++++ DATA ROWS

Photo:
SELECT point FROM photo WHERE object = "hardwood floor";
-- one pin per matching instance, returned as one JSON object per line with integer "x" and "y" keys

++++++++
++++ DATA ROWS

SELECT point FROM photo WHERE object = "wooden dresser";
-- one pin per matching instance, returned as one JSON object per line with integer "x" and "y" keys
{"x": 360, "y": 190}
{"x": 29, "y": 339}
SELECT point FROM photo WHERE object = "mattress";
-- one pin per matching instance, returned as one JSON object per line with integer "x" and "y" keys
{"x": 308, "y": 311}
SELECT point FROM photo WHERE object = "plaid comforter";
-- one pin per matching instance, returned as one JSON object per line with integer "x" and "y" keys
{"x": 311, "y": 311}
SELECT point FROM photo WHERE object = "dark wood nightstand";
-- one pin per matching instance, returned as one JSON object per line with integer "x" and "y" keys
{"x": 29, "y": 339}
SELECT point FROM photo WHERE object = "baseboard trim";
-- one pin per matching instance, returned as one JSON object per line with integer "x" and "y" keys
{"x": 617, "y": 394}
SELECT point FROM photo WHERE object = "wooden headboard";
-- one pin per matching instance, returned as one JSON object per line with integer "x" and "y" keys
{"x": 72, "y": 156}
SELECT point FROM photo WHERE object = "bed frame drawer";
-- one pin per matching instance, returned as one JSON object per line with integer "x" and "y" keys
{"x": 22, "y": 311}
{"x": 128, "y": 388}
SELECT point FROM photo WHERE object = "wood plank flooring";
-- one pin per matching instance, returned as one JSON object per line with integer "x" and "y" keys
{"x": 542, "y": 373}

++++++++

Collect every line above that contains the string "WHERE". Matching is case-sensitive.

## FINAL RESULT
SELECT point FROM photo WHERE object = "hardwood floor";
SELECT point FROM photo WHERE object = "wooden dresser";
SELECT point FROM photo WHERE object = "mattress";
SELECT point FROM photo WHERE object = "plaid comforter";
SELECT point FROM photo WHERE object = "dark wood nightstand";
SELECT point FROM photo WHERE object = "baseboard trim";
SELECT point FROM photo WHERE object = "wooden headboard";
SELECT point FROM photo WHERE object = "bed frame drawer";
SELECT point FROM photo WHERE object = "wood plank flooring";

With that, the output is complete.